== Provided text

In particular, EOG will be focused on United States drilling activity in its
Delaware Basin, Eagle Ford oil play, Rocky Mountain area and Dorado gas play
where it generates its highest rates-of-return. To further enhance the economics
of these plays, EOG expects to continue to improve well performance and offset
inflationary pressure through efficiency gains and by locking in certain service
costs for drilling and completion activities. In addition, EOG expects to spend
a portion of its anticipated 2022 capital expenditures on leasing acreage,
evaluating new prospects, long-term transportation infrastructure and
environmental projects.

The total anticipated 2022 capital expenditures of approximately $4.3 billion to
$4.7 billion, excluding acquisitions and non-cash transactions, is structured to
maintain EOG's strategy of capital discipline by funding its exploration,
development and exploitation activities primarily from available internally
generated cash flows and cash on hand. EOG has significant flexibility with
respect to financing alternatives, including borrowings under its commercial
paper program, bank borrowings, borrowings under its $2.0 billion senior
unsecured revolving credit facility and equity and debt offerings.

Operations. In 2022, total crude oil, NGLs and natural gas production is
expected to return to prepandemic levels. In 2022, EOG expects to continue to
focus on mitigating inflationary pressure on operating costs through efficiency
improvements.

====
== Items

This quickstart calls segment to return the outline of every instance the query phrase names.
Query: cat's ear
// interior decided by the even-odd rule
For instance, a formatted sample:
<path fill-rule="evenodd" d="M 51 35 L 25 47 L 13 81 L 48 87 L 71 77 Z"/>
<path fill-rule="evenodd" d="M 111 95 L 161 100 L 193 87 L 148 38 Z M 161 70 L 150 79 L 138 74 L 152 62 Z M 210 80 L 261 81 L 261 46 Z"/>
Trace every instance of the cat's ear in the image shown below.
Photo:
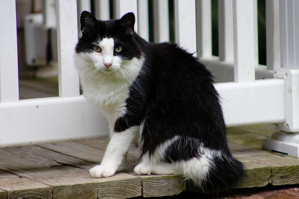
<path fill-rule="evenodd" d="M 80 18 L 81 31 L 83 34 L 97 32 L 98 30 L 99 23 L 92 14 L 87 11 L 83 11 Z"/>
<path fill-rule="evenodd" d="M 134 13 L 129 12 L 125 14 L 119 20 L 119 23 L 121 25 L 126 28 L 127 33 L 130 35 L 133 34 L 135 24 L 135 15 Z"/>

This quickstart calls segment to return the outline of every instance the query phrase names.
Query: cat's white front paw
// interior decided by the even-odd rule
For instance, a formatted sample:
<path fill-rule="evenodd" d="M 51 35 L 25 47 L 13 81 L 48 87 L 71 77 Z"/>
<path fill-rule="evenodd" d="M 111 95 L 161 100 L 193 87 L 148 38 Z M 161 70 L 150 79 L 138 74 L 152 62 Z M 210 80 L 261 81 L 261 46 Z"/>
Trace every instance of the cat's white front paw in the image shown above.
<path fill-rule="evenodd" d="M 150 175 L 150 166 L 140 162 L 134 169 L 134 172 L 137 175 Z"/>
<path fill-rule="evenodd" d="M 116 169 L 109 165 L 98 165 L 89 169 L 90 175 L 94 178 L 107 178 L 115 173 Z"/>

====

-- Given task 1 --
Decide whether each statement agrees with the passage on EOG's 2022 outlook. Answer yes or no and quote the deciding words.
(a) EOG's 2022 capital expenditures are expected to be about $4.3 billion to $4.7 billion, not counting acquisitions and non-cash transactions.
(b) EOG's senior unsecured revolving credit facility is $3.0 billion.
(c) Total crude oil, NGLs and natural gas production is expected to return to prepandemic levels in 2022.
-- Given task 2 --
In the passage on EOG's 2022 outlook, which areas will EOG's United States drilling activity focus on?
-- Given task 3 --
Continue the passage on EOG's 2022 outlook, starting after its last sentence.
These rows have no connection to the passage about EOG's 2022 outlook.

-- Answer 1 --
(a) Yes: "The total anticipated 2022 capital expenditures of approximately $4.3 billion to $4.7 billion, excluding acquisitions and non-cash transactions"
(b) No: "borrowings under its $2.0 billion senior unsecured revolving credit facility"
(c) Yes: "In 2022, total crude oil, NGLs and natural gas production is expected to return to prepandemic levels."

-- Answer 2 --
The Delaware Basin, the Eagle Ford oil play, the Rocky Mountain area and the Dorado gas play.

-- Answer 3 --
Cash Requirements. Certain of EOG's capital expenditures and operating expenses
are subject to contracts with minimum commitments, including those that meet the
definition of a lease under ASU 2016-02. In 2022, EOG anticipates the following
cash requirements under these commitments (in millions):

Finance Leases (1)                                        $    42
Operating Leases (1)                                            262
Leases Effective, Not Commenced (1)                              25

Transportation and Storage Service Commitments (2) (3) 961 Purchase and Service Obligations (3)

                            374
Total Cash Requirements                                   $ 1,664




(1)  For more information on contracts that meet the definition of a lease under
ASU 2016-02, see Note 18 to Consolidated Financial Statements.
(2)  Amounts exclude transportation and storage service commitments that meet
the definition of a lease. Amounts shown are based on current transportation and
storage rates and the foreign currency exchange rates used to convert Canadian
dollars into United States dollars at December 31, 2021. Management does not
believe that any future changes in these rates before the expiration dates of
these commitments will have a material adverse effect on the financial condition
or results of operations of EOG.
(3)  For more information on transportation and storage service commitments and
purchase and service obligations, see Note 8 to Consolidated Financial
Statements.

In 2022, EOG has no senior notes maturing and expects to pay interest of $191
million on senior notes. For more information on EOG's current and long-term
debt, see Note 2 to Consolidated Financial Statements.

Cash requirements to settle the liability for unrecognized tax benefits, EOG's
pension and postretirement benefit obligations and the liability for
dismantlement, abandonment and asset retirement obligations (see Notes 6, 7, and
15, respectively, to Consolidated Financial Statements) are excluded because
they are subject to estimates and the timing of settlement is unknown.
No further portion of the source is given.